本文抜粋

▼▼▼

篤人だより(2)~2月1日付朝日新聞より | Field of Dreams

篤人だより(2)~2月1日付朝日新聞より

オーバーラップ(2)~ドイツでつかんだ距離感 @ドイツ・シャルケ 内田篤人


 アジアカップは初戦でヨルダン先制されて「やらなきゃ」とチームに火がついた。オーストラリアとの決勝で最終局面をしのぎきれたのは、追いつかれた韓国戦の反省があったから。同じ失敗を繰り返さないように試合を重ね、優勝にたどり着いた。 

 戦いの舞台はドイツに戻る。今回は、シャルケで周りとの信頼を深められた試合に触れたい。昨年12月のバイエルン・ミュンヘン戦だ。

 相対したのは、フランス代表でも攻撃の中心になるリべり。身のこなしの鋭さが、過去に対戦した選手と全く違った。1対1でやられないように。それだけを考え、彼を封じて快勝した。「お前の対人守備はよかった」と監督にほめられ、次戦から重要な仕事を任された。味方のCKの時、最後方に残って逆襲を狙う相手FWをマークする役だ。

 なぜ、リべりと球際で渡り合えたのか。シャルケの練習には手加減や調整がない。日々、190㌢台の相手とガツガツせめぎ合う。最初は車の運転もできないほど足の筋肉痛がひどかった。自然と筋肉は増し、日本から持ってきたジーンズがはけなくなった。

▲▲▲

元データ
▼▼▼

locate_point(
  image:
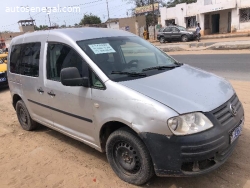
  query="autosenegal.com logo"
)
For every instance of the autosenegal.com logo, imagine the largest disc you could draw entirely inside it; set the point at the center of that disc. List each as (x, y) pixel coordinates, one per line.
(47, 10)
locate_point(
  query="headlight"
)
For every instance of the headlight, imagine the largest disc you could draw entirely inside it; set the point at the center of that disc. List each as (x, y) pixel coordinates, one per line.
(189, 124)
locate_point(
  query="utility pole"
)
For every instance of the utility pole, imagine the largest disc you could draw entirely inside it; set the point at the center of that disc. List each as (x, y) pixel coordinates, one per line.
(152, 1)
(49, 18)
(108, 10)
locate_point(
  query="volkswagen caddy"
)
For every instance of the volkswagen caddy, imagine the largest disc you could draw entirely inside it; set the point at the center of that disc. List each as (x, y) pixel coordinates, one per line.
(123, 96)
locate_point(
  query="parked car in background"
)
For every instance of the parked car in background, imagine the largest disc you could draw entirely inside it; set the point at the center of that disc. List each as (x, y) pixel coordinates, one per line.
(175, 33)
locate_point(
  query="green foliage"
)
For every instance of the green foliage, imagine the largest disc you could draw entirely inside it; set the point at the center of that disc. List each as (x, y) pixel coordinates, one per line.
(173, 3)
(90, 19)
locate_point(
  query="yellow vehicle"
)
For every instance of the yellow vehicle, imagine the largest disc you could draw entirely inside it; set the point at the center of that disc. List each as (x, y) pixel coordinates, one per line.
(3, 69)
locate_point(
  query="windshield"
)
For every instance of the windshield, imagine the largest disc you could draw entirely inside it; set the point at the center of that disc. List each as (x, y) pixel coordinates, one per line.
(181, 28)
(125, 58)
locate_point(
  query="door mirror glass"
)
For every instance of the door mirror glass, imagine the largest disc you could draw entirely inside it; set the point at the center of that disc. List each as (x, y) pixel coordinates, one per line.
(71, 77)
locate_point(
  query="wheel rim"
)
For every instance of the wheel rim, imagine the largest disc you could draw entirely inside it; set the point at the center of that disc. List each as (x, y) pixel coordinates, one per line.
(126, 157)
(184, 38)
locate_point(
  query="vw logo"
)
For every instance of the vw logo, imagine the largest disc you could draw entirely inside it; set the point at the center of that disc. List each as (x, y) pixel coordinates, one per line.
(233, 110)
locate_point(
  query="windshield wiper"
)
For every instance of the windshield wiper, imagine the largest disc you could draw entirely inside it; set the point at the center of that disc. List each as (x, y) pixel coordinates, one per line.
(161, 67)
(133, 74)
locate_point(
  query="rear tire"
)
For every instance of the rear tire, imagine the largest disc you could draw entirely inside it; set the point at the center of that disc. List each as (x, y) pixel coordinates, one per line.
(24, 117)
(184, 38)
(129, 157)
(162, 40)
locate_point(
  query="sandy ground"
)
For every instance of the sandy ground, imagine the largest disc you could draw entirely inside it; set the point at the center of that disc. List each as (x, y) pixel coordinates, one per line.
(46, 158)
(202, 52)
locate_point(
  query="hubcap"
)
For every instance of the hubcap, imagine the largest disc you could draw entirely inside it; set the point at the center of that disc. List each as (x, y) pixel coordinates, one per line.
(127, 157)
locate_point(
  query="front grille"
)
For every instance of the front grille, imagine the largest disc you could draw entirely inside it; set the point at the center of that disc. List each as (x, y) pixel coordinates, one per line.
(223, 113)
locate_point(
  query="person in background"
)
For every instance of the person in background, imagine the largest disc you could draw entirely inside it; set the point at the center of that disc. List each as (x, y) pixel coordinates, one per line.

▲▲▲

短い課題
本文抜粋の「アジアカップは初戦でヨルダン」から「バイエルン・ミュンヘン戦だ。」までを（両端を含む）、「オーストラリア」を「豪州」に置き換えて書き直してもらえますか？

正しい出力
アジアカップは初戦でヨルダン先制されて「やらなきゃ」とチームに火がついた。豪州との決勝で最終局面をしのぎきれたのは、追いつかれた韓国戦の反省があったから。同じ失敗を繰り返さないように試合を重ね、優勝にたどり着いた。 

 戦いの舞台はドイツに戻る。今回は、シャルケで周りとの信頼を深められた試合に触れたい。昨年12月のバイエルン・ミュンヘン戦だ。